▶ [Exercise instructions]:
1 > Reproduce the passage of the Schumpeter essay between "Published in 1942, Capitalism, Socialism" and "change and organization.", inclusive.
2 > Condense the paragraph of the Schumpeter essay that opens "By the time Schumpeter began writing CSD" into a short bulleted list of its main facts.

* start Excerpted text *

A Vision for a Dynamic World: Reading Capitalism, Socialism and Democracy for Today.

AuthorDalton, John T.

Published in 1942, Capitalism, Socialism and Democracy ([1942] 1950, hereafter CSD) represented the culmination of a lifetime of scholarly activity by one of history's most erudite social scientists, Joseph A. Schumpeter. Ranging from economics, Schumpeter's home discipline, to history to sociology to political science to law to philosophy to business and entrepreneurship to seemingly everything else in between, CSD is a masterwork dealing with questions surrounding the logic of economic, social, and political change and organization.

This essay attempts the impossible task of trying to do justice to such a work. We begin by briefly offering some background on Schumpeter and the context in which CSD was written. Then we summarize the book, which Schumpeter divided into five separate parts on Marx, capitalism, socialism, democracy, and a history of socialist parties. Throughout our summary, we highlight the key arguments and touch on many ideas in the book, such as Schumpeter's description of socialism and his theory of democracy. Instead of tackling all these ideas in depth, we discuss the book's usefulness for readers today by focusing on Schumpeter's Big Idea--creative destruction. We conclude by discussing how influential CSD has been and continues to be in the social sciences and then provide suggestions for those interested in reading CSD today. We argue that reading CSD remains essential for understanding the world.

Background and Context of the Book

By the time Schumpeter began writing CSD in 1939, he was a fifty-six-year-old Harvard professor and world-famous economist. He was in the "American" phase of his career, having already held academic positions in Europe as well as brief stints in government and business in Vienna. Schumpeter achieved lasting fame early in his career with the publication of Theorie der wirtschaftlichen Entwicklung in 1911, which was translated into English as The Theory of Economic Development (hereafter TED) in 1934. Dissatisfied with existing economic theories relying on static analysis, Schumpeter set out to describe a theory of economic change or development. The result was a novel theory based on entrepreneurship. In Schumpeter's theory, entrepreneurs, funded by credit from the banking sector, produce innovation, which fuels the dynamics of capitalism. TED remains a powerful introduction to the study of entrepreneurship to this day.

* end Excerpted text *
* start Given data *

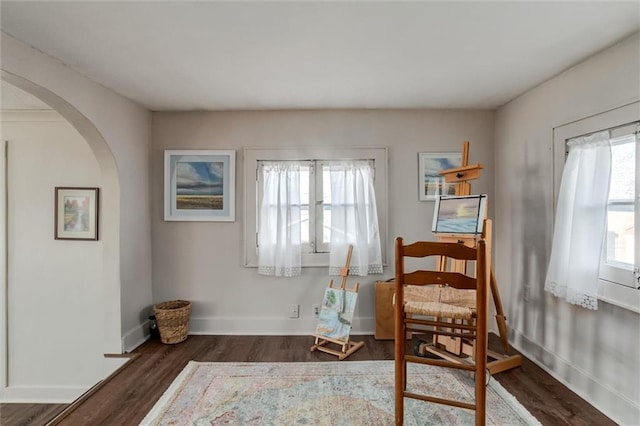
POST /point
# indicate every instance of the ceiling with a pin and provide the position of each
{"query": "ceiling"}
(213, 55)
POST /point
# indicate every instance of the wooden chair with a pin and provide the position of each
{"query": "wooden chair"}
(469, 322)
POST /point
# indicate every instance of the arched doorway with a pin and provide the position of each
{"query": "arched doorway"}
(107, 321)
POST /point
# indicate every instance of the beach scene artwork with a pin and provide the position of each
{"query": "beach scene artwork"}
(460, 215)
(336, 314)
(199, 185)
(432, 185)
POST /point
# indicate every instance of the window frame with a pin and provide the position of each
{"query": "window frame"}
(252, 157)
(612, 287)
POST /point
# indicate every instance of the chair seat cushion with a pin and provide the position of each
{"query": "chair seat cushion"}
(438, 300)
(437, 309)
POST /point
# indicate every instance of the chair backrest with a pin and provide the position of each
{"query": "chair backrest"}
(457, 280)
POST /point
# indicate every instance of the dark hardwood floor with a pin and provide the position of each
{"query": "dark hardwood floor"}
(126, 398)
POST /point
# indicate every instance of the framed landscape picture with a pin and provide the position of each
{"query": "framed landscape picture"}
(460, 215)
(199, 185)
(431, 185)
(76, 213)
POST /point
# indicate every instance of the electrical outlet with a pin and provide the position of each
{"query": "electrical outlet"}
(294, 311)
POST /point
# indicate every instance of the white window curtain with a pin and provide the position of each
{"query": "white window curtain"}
(354, 219)
(580, 221)
(279, 242)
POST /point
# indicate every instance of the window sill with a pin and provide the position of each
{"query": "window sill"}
(619, 295)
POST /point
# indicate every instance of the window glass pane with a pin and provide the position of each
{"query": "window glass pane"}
(621, 210)
(304, 204)
(326, 205)
(623, 172)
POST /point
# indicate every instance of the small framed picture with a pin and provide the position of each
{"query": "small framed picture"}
(199, 185)
(76, 213)
(430, 184)
(460, 214)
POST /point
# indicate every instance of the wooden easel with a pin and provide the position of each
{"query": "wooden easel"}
(456, 346)
(347, 347)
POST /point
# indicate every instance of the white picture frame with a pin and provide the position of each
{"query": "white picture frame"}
(430, 184)
(199, 185)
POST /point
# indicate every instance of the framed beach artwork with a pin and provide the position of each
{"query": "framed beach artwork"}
(460, 215)
(431, 185)
(76, 213)
(199, 185)
(336, 314)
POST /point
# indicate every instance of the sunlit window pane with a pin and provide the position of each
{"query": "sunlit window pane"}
(620, 237)
(620, 216)
(304, 204)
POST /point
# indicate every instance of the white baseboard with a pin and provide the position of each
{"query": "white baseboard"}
(41, 395)
(269, 326)
(611, 403)
(135, 337)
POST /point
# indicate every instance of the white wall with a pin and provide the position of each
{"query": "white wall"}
(202, 262)
(118, 132)
(595, 353)
(54, 295)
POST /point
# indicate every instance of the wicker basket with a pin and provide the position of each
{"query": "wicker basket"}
(173, 320)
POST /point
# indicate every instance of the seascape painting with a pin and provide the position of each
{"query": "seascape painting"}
(336, 314)
(430, 183)
(460, 215)
(199, 185)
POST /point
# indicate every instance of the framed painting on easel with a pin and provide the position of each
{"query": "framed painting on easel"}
(336, 313)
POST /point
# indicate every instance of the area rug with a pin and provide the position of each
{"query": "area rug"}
(322, 393)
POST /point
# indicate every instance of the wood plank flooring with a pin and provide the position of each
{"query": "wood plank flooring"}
(126, 398)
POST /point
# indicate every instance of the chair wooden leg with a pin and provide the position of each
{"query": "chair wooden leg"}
(400, 373)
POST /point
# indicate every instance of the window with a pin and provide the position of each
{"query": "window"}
(620, 242)
(620, 257)
(313, 165)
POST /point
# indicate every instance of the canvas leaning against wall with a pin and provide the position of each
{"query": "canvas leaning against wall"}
(199, 185)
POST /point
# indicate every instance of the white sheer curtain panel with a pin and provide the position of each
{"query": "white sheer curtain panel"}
(354, 219)
(580, 223)
(279, 242)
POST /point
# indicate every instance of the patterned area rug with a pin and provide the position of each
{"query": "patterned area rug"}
(322, 393)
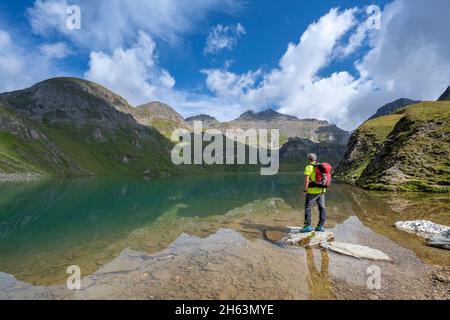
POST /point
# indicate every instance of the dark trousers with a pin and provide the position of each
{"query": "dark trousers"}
(310, 200)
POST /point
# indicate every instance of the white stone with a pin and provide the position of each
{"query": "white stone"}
(356, 251)
(422, 228)
(309, 239)
(440, 240)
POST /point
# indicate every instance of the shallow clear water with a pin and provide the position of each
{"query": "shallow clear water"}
(49, 225)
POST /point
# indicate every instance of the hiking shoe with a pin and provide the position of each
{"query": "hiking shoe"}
(320, 229)
(306, 229)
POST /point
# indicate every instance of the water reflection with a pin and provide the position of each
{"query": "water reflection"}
(49, 225)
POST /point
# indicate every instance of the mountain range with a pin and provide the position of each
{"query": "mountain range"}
(406, 150)
(73, 127)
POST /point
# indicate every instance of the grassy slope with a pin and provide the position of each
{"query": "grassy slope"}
(416, 154)
(363, 146)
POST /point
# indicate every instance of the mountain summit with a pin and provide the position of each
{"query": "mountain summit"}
(392, 107)
(445, 96)
(265, 115)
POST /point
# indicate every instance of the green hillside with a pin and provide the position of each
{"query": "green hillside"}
(406, 151)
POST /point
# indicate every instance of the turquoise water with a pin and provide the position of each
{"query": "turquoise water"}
(46, 226)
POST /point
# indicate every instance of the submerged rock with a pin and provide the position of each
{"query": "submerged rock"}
(437, 235)
(440, 240)
(308, 240)
(423, 228)
(357, 251)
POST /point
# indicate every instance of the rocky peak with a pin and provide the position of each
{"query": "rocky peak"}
(392, 107)
(69, 99)
(266, 115)
(157, 110)
(202, 117)
(445, 96)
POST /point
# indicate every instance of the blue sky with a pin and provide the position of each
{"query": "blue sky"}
(224, 57)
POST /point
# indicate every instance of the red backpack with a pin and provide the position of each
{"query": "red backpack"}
(323, 176)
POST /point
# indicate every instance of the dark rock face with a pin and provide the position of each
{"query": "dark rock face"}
(73, 127)
(297, 149)
(201, 117)
(156, 110)
(207, 120)
(392, 107)
(445, 96)
(69, 100)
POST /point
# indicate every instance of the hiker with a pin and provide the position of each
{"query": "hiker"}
(317, 180)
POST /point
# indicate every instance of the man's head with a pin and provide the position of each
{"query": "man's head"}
(312, 157)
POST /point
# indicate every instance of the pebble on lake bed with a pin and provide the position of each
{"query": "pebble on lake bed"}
(437, 235)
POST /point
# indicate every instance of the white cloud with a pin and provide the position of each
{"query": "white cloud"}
(58, 50)
(408, 58)
(295, 85)
(223, 37)
(133, 72)
(19, 66)
(107, 25)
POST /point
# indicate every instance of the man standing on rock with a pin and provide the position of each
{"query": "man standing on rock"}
(313, 195)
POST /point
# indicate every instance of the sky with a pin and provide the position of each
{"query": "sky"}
(331, 60)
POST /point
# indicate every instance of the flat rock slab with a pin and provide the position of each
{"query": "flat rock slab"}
(422, 228)
(440, 240)
(356, 251)
(308, 240)
(437, 235)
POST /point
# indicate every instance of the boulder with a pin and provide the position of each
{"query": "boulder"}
(437, 235)
(422, 228)
(440, 240)
(356, 251)
(308, 240)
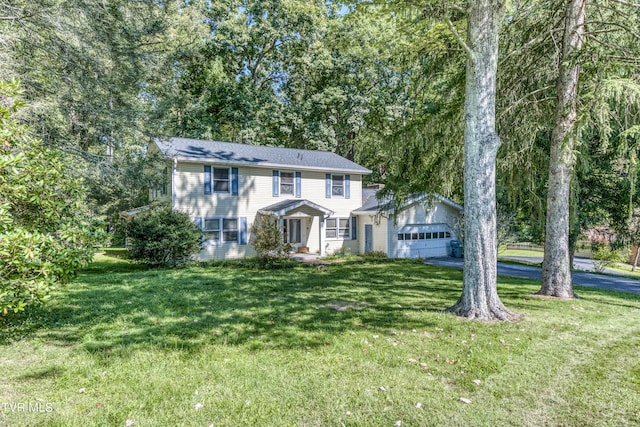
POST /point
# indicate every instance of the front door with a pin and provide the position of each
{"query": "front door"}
(293, 231)
(368, 238)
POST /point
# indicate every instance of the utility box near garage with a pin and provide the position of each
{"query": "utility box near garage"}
(456, 248)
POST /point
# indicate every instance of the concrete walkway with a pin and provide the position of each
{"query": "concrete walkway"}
(590, 280)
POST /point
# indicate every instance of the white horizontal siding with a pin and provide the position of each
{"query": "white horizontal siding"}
(255, 191)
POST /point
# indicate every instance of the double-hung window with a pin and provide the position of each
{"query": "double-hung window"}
(337, 185)
(338, 228)
(211, 227)
(221, 180)
(287, 183)
(224, 230)
(230, 230)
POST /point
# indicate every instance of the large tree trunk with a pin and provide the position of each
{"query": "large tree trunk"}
(556, 268)
(479, 298)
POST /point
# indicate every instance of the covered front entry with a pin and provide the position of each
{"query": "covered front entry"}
(302, 223)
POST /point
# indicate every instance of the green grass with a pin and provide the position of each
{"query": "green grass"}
(354, 343)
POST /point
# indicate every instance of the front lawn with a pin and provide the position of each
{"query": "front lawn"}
(355, 343)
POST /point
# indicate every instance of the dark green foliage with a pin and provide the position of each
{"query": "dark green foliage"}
(163, 237)
(46, 234)
(266, 238)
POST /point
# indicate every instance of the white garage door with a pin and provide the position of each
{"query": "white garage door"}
(424, 240)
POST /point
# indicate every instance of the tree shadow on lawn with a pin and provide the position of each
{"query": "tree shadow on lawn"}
(299, 308)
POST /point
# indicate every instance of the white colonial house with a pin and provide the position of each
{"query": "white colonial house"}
(317, 196)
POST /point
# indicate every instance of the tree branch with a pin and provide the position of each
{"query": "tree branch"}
(460, 40)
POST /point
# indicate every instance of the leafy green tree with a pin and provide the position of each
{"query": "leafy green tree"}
(163, 237)
(46, 233)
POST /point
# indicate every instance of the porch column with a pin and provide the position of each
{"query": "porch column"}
(281, 227)
(321, 237)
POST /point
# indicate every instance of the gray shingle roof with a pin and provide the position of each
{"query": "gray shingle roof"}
(256, 155)
(285, 206)
(370, 202)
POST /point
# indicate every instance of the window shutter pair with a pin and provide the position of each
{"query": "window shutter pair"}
(208, 181)
(347, 186)
(199, 221)
(276, 183)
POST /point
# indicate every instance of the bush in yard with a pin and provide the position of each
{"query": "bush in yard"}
(46, 232)
(163, 237)
(266, 238)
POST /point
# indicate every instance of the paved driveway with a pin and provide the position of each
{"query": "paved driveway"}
(590, 280)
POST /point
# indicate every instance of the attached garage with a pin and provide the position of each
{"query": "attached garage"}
(423, 228)
(424, 240)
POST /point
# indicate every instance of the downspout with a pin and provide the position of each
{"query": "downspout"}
(174, 170)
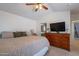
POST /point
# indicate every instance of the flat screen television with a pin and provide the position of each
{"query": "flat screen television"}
(58, 27)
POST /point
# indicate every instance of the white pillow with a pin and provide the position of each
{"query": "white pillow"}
(7, 35)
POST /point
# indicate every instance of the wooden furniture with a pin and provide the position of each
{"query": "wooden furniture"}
(61, 40)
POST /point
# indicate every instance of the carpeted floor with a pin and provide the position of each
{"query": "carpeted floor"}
(54, 51)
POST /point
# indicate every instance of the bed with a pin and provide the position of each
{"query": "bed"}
(24, 46)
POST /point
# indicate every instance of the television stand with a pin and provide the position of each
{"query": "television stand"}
(61, 40)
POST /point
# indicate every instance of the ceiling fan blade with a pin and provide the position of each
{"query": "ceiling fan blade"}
(46, 8)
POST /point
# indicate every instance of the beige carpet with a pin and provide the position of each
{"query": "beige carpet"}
(54, 51)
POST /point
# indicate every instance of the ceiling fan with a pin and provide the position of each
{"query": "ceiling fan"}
(38, 6)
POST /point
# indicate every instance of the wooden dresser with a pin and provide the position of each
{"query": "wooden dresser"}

* end Given data *

▶ [Solved tasks]:
1 >
Published in 1942, Capitalism, Socialism and Democracy ([1942] 1950, hereafter CSD) represented the culmination of a lifetime of scholarly activity by one of history's most erudite social scientists, Joseph A. Schumpeter. Ranging from economics, Schumpeter's home discipline, to history to sociology to political science to law to philosophy to business and entrepreneurship to seemingly everything else in between, CSD is a masterwork dealing with questions surrounding the logic of economic, social, and political change and organization.

2 >
- Schumpeter started writing CSD in 1939, at age fifty-six, as a world-famous Harvard economist in the "American" phase of his career.
- He had earlier held academic posts in Europe and served briefly in government and business in Vienna.
- His early fame came from Theorie der wirtschaftlichen Entwicklung (1911), translated in 1934 as The Theory of Economic Development (TED).
- Rejecting static economic analysis, he built a theory of economic change based on entrepreneurship.
- In that theory, entrepreneurs funded by bank credit produce innovation, which drives capitalism's dynamics.
- TED remains a strong introduction to the study of entrepreneurship.